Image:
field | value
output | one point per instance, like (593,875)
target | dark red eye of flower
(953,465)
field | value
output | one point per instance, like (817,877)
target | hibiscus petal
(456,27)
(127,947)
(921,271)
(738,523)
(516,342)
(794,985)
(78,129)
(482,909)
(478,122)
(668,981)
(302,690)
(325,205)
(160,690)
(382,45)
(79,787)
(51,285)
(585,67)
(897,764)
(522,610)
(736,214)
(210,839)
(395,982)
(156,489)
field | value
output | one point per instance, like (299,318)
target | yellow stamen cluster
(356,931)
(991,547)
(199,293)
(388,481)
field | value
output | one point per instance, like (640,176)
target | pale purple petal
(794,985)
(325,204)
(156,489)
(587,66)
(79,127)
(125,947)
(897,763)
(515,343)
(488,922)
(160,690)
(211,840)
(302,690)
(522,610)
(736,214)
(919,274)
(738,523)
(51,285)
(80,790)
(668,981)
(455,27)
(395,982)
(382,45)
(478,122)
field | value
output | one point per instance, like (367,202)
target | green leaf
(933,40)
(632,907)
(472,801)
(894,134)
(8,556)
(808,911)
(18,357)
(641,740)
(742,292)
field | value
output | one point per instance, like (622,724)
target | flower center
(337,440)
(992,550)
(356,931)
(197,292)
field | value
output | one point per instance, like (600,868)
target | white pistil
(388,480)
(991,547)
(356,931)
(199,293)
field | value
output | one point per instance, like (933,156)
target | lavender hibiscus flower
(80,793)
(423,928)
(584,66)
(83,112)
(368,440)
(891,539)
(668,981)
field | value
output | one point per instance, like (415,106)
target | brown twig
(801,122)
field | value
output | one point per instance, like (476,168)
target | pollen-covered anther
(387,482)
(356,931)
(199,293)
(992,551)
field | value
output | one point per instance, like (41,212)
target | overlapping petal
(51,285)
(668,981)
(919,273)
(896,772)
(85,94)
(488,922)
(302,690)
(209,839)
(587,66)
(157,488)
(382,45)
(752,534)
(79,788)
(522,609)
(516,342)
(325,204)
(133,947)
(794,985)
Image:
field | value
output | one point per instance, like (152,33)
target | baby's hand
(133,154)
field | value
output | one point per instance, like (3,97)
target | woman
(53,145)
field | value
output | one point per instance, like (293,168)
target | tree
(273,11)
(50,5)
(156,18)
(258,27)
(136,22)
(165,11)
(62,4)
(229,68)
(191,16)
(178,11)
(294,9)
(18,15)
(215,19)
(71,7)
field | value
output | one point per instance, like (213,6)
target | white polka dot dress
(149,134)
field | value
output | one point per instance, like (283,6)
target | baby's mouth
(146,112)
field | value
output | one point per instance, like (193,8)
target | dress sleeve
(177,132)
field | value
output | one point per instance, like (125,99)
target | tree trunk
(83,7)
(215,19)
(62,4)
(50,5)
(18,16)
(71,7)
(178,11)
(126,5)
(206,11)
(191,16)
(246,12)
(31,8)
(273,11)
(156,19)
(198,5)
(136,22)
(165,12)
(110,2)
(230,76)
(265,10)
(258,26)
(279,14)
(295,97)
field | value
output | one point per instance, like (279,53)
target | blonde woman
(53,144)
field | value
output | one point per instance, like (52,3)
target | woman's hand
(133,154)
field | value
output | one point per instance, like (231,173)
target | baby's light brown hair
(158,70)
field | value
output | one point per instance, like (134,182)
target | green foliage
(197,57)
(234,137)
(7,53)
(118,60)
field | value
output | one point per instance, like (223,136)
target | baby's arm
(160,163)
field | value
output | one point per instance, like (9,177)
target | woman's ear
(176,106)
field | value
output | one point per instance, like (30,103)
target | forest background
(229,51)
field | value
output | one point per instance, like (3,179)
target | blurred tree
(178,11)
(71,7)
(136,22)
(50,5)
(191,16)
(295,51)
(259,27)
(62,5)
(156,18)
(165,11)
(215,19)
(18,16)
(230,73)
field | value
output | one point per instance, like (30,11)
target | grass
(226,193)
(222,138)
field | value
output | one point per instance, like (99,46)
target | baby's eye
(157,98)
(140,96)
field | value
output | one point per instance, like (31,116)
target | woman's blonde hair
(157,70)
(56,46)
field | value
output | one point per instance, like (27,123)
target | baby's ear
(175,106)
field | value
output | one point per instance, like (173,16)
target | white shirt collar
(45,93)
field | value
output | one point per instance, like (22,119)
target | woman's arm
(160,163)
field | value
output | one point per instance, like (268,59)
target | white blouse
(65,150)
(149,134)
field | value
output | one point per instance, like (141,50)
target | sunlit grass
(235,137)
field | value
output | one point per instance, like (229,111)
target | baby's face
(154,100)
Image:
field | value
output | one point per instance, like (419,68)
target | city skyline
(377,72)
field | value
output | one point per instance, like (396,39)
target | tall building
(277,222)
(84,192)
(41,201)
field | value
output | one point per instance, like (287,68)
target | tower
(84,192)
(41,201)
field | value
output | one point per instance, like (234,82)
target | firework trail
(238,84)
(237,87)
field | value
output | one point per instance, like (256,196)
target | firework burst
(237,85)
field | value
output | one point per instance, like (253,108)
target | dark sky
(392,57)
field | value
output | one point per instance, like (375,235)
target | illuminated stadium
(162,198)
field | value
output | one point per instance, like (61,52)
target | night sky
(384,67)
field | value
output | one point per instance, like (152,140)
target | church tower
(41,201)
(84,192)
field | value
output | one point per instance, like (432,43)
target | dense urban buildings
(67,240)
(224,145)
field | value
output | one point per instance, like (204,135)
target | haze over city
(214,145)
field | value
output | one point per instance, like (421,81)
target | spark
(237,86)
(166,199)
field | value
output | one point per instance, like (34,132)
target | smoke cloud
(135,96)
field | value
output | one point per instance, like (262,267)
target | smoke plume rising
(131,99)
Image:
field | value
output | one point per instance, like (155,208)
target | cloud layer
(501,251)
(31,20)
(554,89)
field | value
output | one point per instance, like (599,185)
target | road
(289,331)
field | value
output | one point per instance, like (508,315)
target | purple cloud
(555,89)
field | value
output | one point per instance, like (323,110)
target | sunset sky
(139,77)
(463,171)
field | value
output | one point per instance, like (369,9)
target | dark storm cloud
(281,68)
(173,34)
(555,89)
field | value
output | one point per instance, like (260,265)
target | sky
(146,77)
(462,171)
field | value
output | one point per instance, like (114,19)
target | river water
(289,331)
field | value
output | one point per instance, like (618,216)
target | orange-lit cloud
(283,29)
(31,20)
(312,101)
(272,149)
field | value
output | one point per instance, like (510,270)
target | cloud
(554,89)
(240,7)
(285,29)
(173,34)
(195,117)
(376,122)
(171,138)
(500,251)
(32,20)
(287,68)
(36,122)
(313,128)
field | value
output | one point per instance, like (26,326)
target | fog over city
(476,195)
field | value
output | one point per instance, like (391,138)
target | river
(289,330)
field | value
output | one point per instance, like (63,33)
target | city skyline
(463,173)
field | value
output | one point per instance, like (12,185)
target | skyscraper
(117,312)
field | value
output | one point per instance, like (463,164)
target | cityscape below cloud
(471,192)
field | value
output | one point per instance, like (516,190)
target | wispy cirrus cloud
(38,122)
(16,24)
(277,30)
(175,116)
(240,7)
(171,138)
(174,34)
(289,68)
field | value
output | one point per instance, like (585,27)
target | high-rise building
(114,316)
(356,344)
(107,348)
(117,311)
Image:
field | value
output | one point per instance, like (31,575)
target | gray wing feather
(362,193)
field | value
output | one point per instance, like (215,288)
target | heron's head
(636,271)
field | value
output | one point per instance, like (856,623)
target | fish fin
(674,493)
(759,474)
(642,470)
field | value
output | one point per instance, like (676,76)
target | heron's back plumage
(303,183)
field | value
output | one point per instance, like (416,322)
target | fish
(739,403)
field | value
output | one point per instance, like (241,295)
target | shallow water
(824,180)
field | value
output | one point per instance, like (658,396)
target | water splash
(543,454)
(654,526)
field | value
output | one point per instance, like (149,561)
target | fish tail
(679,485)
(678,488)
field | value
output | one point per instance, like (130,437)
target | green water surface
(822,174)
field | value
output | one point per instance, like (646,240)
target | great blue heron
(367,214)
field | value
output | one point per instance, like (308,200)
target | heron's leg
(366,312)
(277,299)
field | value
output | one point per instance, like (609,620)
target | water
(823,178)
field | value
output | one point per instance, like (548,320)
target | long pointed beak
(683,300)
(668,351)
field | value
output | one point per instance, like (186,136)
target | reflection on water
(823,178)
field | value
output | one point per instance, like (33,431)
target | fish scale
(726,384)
####
# Your goal
The reply should consist solely of the lines above from the one that has "output | one point per instance, like (933,156)" through the one that has "output | one point per instance, like (41,212)", reproduced exactly.

# Completed exercise
output | one point per instance, like (933,156)
target | lavender hibiscus flower
(80,793)
(423,928)
(584,66)
(83,112)
(368,440)
(891,539)
(668,981)
field | value
output | one point per instance, like (415,106)
target | brown twig
(801,122)
field | value
output | one point per instance, like (476,168)
target | pollen-covered anther
(387,482)
(356,931)
(199,293)
(992,551)
field | value
output | one point per instance, like (41,212)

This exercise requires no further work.